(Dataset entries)
= Beginning of Section =
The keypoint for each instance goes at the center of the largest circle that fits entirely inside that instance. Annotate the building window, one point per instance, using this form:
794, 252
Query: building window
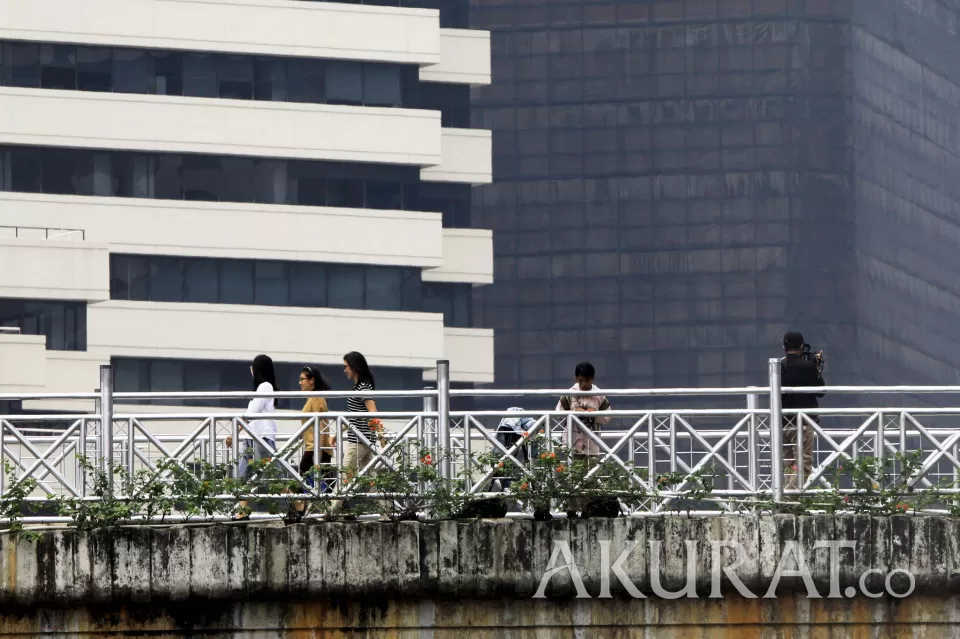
63, 323
136, 375
172, 176
452, 200
455, 301
158, 278
207, 75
= End of Section =
(TO DO):
Write the lines above out again exactly, excluding every picture.

(TASK SOLUTION):
The keypoint for each instance goes at the center of the largest circle that fits entirely inside that instance. Annotate the building window, one point per instance, using this form:
794, 252
Query: building window
63, 323
136, 375
172, 176
452, 200
455, 301
158, 278
207, 75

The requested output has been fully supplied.